OBJECTIVES:
**a)** Edit the stretch of the compiler history article from "In 1952, facing" through "phases and components." so that "intermediate representation" becomes "internal representation".
**b)** Answer these questions using the compiler history article:
(i) In what year did Grace Hopper publish her first paper on compilers?
(ii) What was introduced to manage the complexity of the compilation process?
(iii) Which three kinds of processing units can hybrid quantum-classical workflows access?
**c)** Please summarize the compiler history article in two sentences.

PASSAGE TO READ:

March 23, 2023 — The QIR Alliance, an international effort to enhance platform interoperability and enhance the work of quantum computing developers, has announced a milestone in the industry-wide effort to accelerate adoption

In 1952, facing opposition from scientists who disbelieved her thesis that computer programming could be made more useful by using English words, the mathematician and computer scientist Grace Hopper published her first paper on compilers and wrote a precursor to the modern compiler, the A-0, while working at Remington Rand.

Over subsequent decades, the principles of compilers, whose task it is to translate between high level programming languages and machine code, took shape and new methods were introduced to support their optimization. One such innovation was the intermediate representation (IR), which was introduced to manage the complexity of the compilation process, enabling compilers to represent the program without loss of information, and to be broken up into modular phases and components.

This developmental path spawned the modern computer industry, with languages that work across hardware systems, middleware, firmware, operating systems, and software applications. It has also supported the emergence of the huge numbers of small businesses and professionals who make a living collaborating to solve problems using code that depends on compilers to control the underlying computing hardware.

Now, a similar story is unfolding in quantum computing. There are efforts around the world to make it simpler for engineers and developers across many sectors to take advantage of quantum computers by translating between high level coding languages and tools, and quantum circuits — the combinations of gates that run on quantum computers to generate solutions. Many of these efforts focus on hybrid quantum-classical workflows, which allow a problem to be solved by taking advantage of the strengths of different modes of computation, accessing central processing units (CPUs), graphical processing units (GPUs) and quantum processing units (QPUs) as needed.

Bounding-box records
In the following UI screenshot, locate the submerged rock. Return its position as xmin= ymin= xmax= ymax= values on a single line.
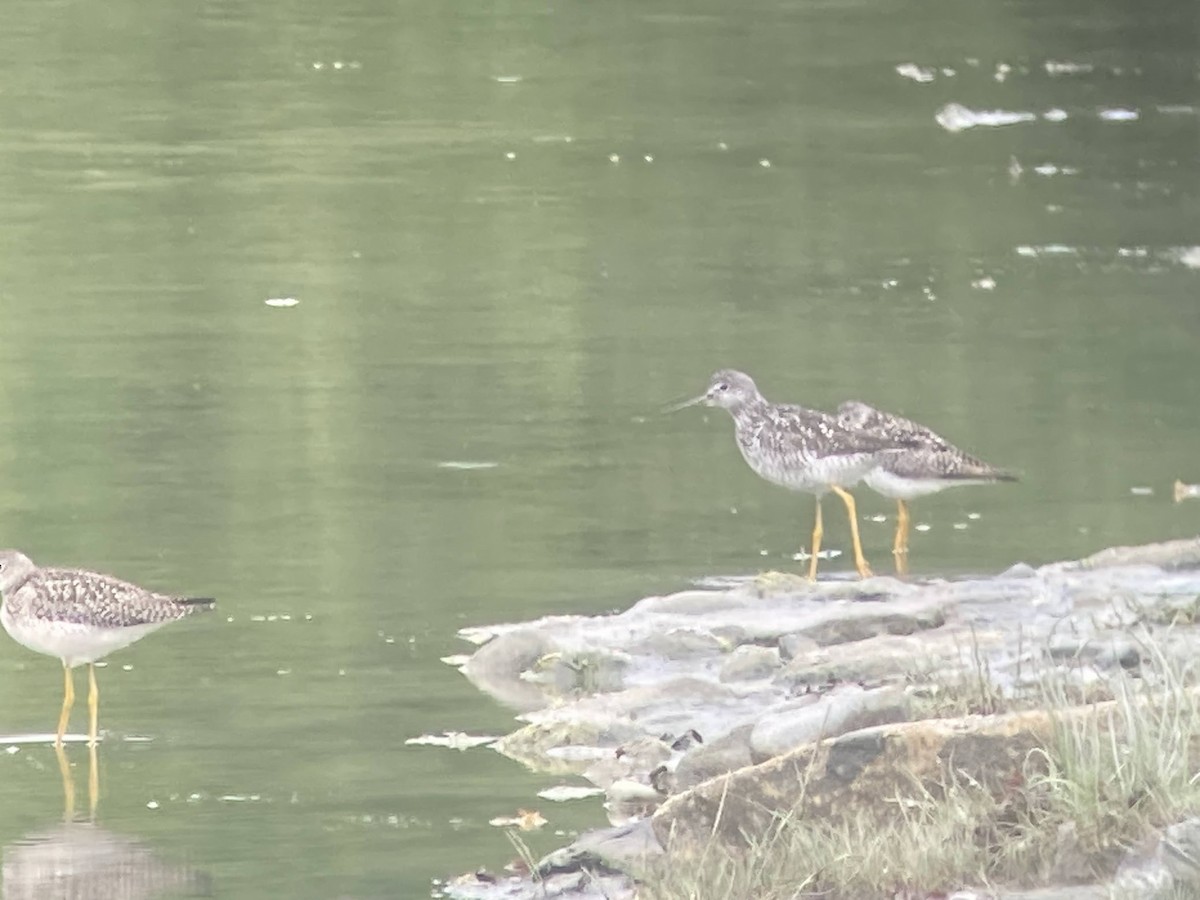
xmin=451 ymin=539 xmax=1200 ymax=900
xmin=720 ymin=643 xmax=780 ymax=682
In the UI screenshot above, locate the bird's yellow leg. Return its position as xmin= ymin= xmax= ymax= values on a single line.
xmin=88 ymin=744 xmax=100 ymax=822
xmin=809 ymin=497 xmax=824 ymax=581
xmin=54 ymin=744 xmax=74 ymax=822
xmin=830 ymin=485 xmax=871 ymax=578
xmin=88 ymin=662 xmax=100 ymax=746
xmin=892 ymin=500 xmax=911 ymax=575
xmin=54 ymin=662 xmax=74 ymax=748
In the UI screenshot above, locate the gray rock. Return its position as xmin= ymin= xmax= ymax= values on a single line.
xmin=674 ymin=725 xmax=755 ymax=791
xmin=750 ymin=685 xmax=907 ymax=761
xmin=775 ymin=626 xmax=988 ymax=690
xmin=1057 ymin=538 xmax=1200 ymax=569
xmin=462 ymin=629 xmax=559 ymax=712
xmin=629 ymin=590 xmax=754 ymax=616
xmin=442 ymin=866 xmax=637 ymax=900
xmin=538 ymin=818 xmax=662 ymax=876
xmin=799 ymin=599 xmax=946 ymax=646
xmin=629 ymin=628 xmax=728 ymax=660
xmin=720 ymin=643 xmax=780 ymax=682
xmin=1046 ymin=631 xmax=1141 ymax=668
xmin=779 ymin=635 xmax=821 ymax=660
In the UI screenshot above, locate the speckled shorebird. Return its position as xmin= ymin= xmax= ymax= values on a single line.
xmin=838 ymin=400 xmax=1016 ymax=575
xmin=0 ymin=550 xmax=216 ymax=746
xmin=672 ymin=370 xmax=908 ymax=578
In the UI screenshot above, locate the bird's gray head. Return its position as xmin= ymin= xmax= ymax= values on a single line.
xmin=838 ymin=400 xmax=876 ymax=431
xmin=0 ymin=550 xmax=37 ymax=592
xmin=672 ymin=368 xmax=762 ymax=413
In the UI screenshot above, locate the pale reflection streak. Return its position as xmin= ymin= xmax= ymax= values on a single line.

OUTPUTS BY TASK:
**a)**
In 1952, facing opposition from scientists who disbelieved her thesis that computer programming could be made more useful by using English words, the mathematician and computer scientist Grace Hopper published her first paper on compilers and wrote a precursor to the modern compiler, the A-0, while working at Remington Rand.

Over subsequent decades, the principles of compilers, whose task it is to translate between high level programming languages and machine code, took shape and new methods were introduced to support their optimization. One such innovation was the internal representation (IR), which was introduced to manage the complexity of the compilation process, enabling compilers to represent the program without loss of information, and to be broken up into modular phases and components.

**b)**
(i) 1952
(ii) The intermediate representation (IR)
(iii) Central processing units (CPUs), graphical processing units (GPUs), and quantum processing units (QPUs)

**c)** Grace Hopper published her first paper on compilers in 1952, and over later decades compilers, which translate between high level programming languages and machine code, took shape and gained innovations such as the intermediate representation, a path that spawned the modern computer industry. A similar story is now unfolding in quantum computing, where efforts to translate between high level coding languages and tools and quantum circuits often focus on hybrid quantum-classical workflows.